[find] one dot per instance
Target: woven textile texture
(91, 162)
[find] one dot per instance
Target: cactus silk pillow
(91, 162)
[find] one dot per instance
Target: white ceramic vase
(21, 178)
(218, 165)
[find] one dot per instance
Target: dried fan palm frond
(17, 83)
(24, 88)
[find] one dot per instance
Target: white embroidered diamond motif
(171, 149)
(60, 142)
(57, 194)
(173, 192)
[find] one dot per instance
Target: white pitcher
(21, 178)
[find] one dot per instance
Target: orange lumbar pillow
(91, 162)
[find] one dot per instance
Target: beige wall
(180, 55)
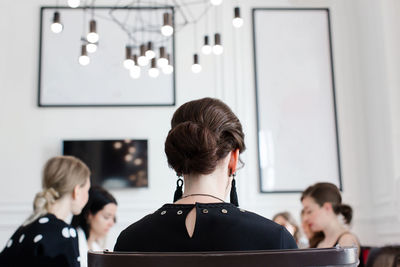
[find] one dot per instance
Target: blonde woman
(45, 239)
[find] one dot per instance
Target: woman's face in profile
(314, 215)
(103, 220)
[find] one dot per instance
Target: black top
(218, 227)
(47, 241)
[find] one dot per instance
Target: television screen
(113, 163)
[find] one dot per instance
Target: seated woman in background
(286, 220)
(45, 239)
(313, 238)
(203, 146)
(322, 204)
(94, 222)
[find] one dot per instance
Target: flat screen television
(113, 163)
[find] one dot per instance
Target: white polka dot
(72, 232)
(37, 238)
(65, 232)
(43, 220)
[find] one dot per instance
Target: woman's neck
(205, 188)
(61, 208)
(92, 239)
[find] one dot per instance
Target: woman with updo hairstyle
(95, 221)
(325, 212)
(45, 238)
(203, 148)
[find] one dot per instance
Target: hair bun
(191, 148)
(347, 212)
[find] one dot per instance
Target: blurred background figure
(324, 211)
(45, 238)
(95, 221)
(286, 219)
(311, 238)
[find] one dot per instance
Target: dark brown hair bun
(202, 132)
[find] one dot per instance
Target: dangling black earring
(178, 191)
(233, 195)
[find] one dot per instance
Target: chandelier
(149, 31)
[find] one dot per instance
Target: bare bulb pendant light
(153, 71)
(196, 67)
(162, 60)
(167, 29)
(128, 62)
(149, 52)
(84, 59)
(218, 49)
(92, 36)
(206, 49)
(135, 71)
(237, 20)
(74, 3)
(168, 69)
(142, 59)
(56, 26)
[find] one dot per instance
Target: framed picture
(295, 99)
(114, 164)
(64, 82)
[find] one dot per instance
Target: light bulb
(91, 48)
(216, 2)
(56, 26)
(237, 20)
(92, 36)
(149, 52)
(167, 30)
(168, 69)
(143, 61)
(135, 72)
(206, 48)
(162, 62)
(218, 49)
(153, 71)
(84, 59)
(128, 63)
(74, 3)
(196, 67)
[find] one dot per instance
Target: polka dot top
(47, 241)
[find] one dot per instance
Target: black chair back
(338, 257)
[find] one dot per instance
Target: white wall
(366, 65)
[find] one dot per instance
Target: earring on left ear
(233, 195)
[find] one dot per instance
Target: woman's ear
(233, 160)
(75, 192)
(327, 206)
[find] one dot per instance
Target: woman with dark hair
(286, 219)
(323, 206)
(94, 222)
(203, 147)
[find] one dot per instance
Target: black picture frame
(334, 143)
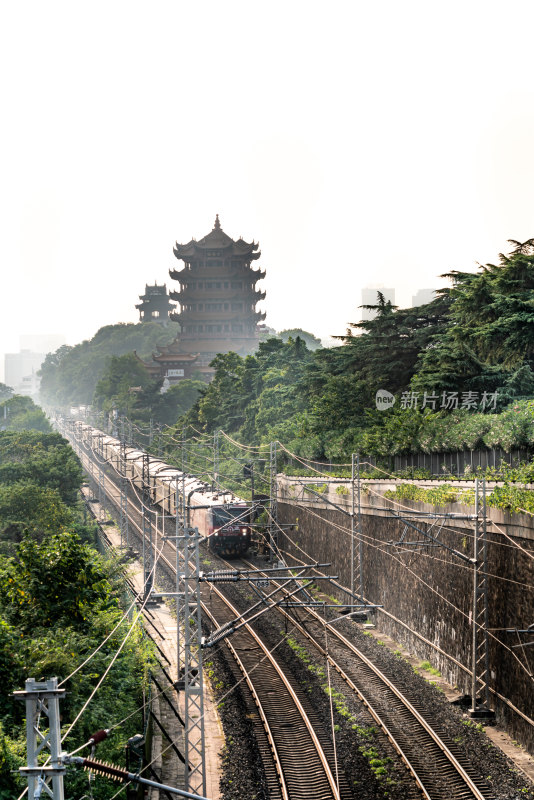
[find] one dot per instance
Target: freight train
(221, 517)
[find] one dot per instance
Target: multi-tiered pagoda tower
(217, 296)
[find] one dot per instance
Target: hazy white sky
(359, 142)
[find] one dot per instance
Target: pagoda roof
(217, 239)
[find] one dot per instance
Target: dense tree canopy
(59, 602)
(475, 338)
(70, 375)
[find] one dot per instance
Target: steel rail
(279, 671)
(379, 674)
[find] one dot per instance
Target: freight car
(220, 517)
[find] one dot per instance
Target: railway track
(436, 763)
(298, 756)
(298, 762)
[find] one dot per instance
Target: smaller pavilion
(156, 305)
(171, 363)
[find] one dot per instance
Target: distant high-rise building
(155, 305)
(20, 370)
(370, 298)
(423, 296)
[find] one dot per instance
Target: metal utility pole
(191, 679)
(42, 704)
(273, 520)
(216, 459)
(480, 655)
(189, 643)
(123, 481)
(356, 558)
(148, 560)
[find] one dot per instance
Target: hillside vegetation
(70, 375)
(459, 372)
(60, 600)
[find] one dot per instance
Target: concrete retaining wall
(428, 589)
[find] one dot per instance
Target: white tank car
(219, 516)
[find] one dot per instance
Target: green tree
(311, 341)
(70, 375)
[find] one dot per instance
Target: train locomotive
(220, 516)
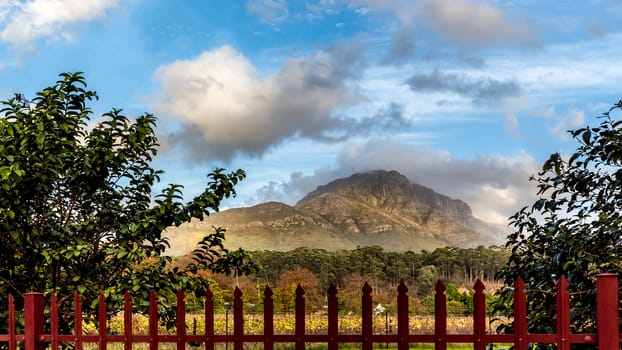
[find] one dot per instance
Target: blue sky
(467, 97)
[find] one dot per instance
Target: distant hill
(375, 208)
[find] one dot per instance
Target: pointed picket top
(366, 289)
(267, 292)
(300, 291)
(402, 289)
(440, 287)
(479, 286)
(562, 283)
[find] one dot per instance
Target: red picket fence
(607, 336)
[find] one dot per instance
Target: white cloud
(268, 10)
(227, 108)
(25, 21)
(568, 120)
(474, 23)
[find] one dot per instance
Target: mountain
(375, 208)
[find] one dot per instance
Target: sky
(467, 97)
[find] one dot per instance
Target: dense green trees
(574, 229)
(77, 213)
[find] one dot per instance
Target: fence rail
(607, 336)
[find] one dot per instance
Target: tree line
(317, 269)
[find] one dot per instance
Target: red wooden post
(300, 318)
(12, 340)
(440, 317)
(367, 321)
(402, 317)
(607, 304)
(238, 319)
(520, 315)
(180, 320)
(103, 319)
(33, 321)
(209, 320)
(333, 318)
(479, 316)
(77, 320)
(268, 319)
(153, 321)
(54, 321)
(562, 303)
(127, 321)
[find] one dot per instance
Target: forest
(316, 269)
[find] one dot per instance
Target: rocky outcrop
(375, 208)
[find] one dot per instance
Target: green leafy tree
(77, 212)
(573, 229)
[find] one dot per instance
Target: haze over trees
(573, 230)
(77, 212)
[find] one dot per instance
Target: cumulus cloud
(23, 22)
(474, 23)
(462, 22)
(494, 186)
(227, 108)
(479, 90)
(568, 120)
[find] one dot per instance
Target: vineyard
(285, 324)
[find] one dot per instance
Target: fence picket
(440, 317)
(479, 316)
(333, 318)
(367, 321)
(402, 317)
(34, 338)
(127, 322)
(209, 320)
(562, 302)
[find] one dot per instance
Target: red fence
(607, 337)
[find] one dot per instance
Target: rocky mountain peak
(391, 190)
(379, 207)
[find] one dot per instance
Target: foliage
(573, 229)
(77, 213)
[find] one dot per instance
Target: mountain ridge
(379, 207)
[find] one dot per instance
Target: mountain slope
★ ★ ★
_Required action:_
With the pictures set aside, please write out all of the records above exactly.

_Response box:_
[find] one dot per instance
Target: woven textile texture
(91, 162)
[find] one dot per instance
Target: cactus silk pillow
(91, 162)
[find] one dot per instance
Target: white ceramic vase
(21, 178)
(218, 165)
[find] one dot per instance
Target: dried fan palm frond
(17, 83)
(24, 88)
[find] one dot per instance
Target: white embroidered diamond motif
(171, 149)
(60, 142)
(57, 194)
(173, 192)
[find] one dot per instance
Target: white pitcher
(21, 178)
[find] one dot per instance
Target: orange lumbar pillow
(91, 162)
[find] one dot per instance
Target: beige wall
(180, 55)
[find] one dot per instance
Target: blonde woman
(45, 239)
[find] one dot per instance
Target: woman's face in profile
(314, 215)
(103, 220)
[find] one dot per instance
Target: black top
(218, 227)
(47, 241)
[find] one dot per instance
Target: television screen
(113, 163)
[find] one dot per instance
Target: seated woman in background
(286, 220)
(45, 239)
(313, 238)
(203, 146)
(322, 204)
(94, 222)
[find] one dot per instance
Target: flat screen television
(113, 163)
[find] one dot per instance
Target: white polka dot
(72, 232)
(37, 238)
(65, 232)
(43, 220)
[find] one dot per instance
Target: woman's neck
(205, 188)
(61, 208)
(92, 239)
[find] one dot per instance
Target: woman with updo hairstyle
(95, 221)
(325, 212)
(45, 238)
(203, 148)
[find] one dot per instance
Target: hair bun
(191, 148)
(347, 212)
[find] one dot per instance
Target: blurred background figure
(324, 211)
(45, 238)
(95, 221)
(286, 219)
(311, 238)
[find] one dot per instance
Target: dark brown hair bun
(202, 132)
[find] one dot per instance
Target: dangling black earring
(178, 191)
(233, 195)
[find] one dot per instance
Target: chandelier
(149, 31)
[find] one dot per instance
Target: bare bulb pendant light
(153, 71)
(196, 67)
(162, 60)
(167, 29)
(128, 62)
(149, 52)
(84, 59)
(218, 49)
(92, 36)
(206, 49)
(135, 71)
(237, 20)
(74, 3)
(168, 69)
(142, 59)
(56, 26)
[find] one dot per instance
Target: framed picture
(295, 99)
(114, 164)
(64, 82)
[find] one dot per instance
Target: light bulb
(91, 48)
(216, 2)
(56, 26)
(237, 20)
(92, 36)
(149, 52)
(167, 30)
(168, 69)
(143, 61)
(135, 72)
(206, 48)
(162, 62)
(218, 49)
(153, 71)
(84, 59)
(128, 63)
(74, 3)
(196, 67)
[find] one dot per instance
Target: polka dot top
(47, 241)
[find] one dot per instance
Target: black chair back
(338, 257)
[find] one dot per instance
Target: white wall
(366, 65)
[find] one dot per instance
Target: earring on left ear
(233, 195)
[find] one dot per instance
Target: woman's ear
(233, 160)
(75, 192)
(327, 206)
[find] one dot per instance
Target: woman with dark hair
(286, 219)
(323, 206)
(94, 222)
(203, 147)
[find] one dot per instance
Target: black picture frame
(334, 143)
[find] one dot per instance
Target: freight train
(221, 517)
[find] one dot per instance
Target: multi-tiered pagoda tower
(217, 296)
[find] one dot per instance
Target: hazy white sky
(359, 142)
[find] one dot per instance
Target: pagoda roof
(217, 239)
[find] one dot per instance
Target: dense tree canopy
(59, 602)
(475, 338)
(70, 375)
[find] one dot per instance
Target: steel rail
(279, 671)
(379, 674)
[find] one dot per instance
Target: freight car
(220, 517)
[find] one dot per instance
Target: railway track
(436, 763)
(298, 756)
(298, 762)
[find] one dot per instance
Target: smaller pavilion
(156, 305)
(171, 363)
[find] one dot per instance
Target: distant high-rise building
(155, 305)
(20, 370)
(370, 298)
(423, 296)
[find] one dot per instance
Target: metal utility pole
(191, 679)
(42, 704)
(273, 520)
(216, 459)
(480, 655)
(189, 643)
(123, 481)
(356, 558)
(148, 560)
[find] one dot per instance
Target: hillside vegetation
(70, 375)
(459, 372)
(60, 600)
[find] one dot per instance
Target: concrete retaining wall
(428, 589)
[find] one dot per instance
Target: white tank car
(219, 516)
[find] one dot per instance
Target: green tree
(311, 341)
(70, 375)
[find] one dot per instance
Target: train locomotive
(220, 516)
[find] one dot per instance
Target: blue sky
(467, 97)
[find] one dot per instance
Target: distant hill
(375, 208)
[find] one dot per instance
Target: pointed picket top
(366, 289)
(267, 292)
(300, 291)
(402, 289)
(440, 287)
(479, 286)
(562, 283)
[find] one dot per instance
Target: red picket fence
(607, 336)
[find] one dot per instance
Target: white cloud
(268, 10)
(227, 108)
(25, 21)
(568, 120)
(474, 23)
[find] one dot per instance
Target: mountain
(375, 208)
[find] one dot per instance
Target: sky
(467, 97)
[find] one dot per instance
Target: dense green trees
(574, 229)
(77, 213)
[find] one dot per instance
Target: fence rail
(607, 336)
[find] one dot per instance
Target: tree line
(317, 269)
[find] one dot per instance
Target: red wooden post
(300, 318)
(12, 340)
(440, 317)
(367, 321)
(402, 317)
(607, 304)
(238, 319)
(520, 315)
(180, 320)
(103, 319)
(33, 321)
(209, 320)
(333, 318)
(479, 316)
(77, 320)
(268, 319)
(153, 321)
(54, 321)
(562, 303)
(127, 321)
[find] one dot per instance
Target: forest
(316, 269)
[find] one dot per instance
Target: rocky outcrop
(375, 208)
[find] one dot per instance
Target: green leafy tree
(77, 212)
(573, 229)
[find] one dot per instance
Target: haze over trees
(573, 230)
(77, 212)
[find] one dot per instance
Target: cumulus cloud
(23, 22)
(474, 23)
(462, 22)
(494, 186)
(227, 108)
(479, 90)
(568, 120)
[find] one dot per instance
Target: vineyard
(285, 324)
[find] one dot per instance
Target: fence picket
(440, 317)
(479, 316)
(333, 318)
(367, 321)
(402, 317)
(34, 338)
(127, 322)
(209, 320)
(562, 302)
[find] one dot per instance
Target: red fence
(607, 337)
[find] one dot per instance
Target: rocky mountain peak
(391, 190)
(379, 207)
[find] one dot per instance
Target: foliage
(573, 229)
(77, 213)
[find] one dot per instance
Target: mountain ridge
(379, 207)
[find] one dot per instance
Target: mountain slope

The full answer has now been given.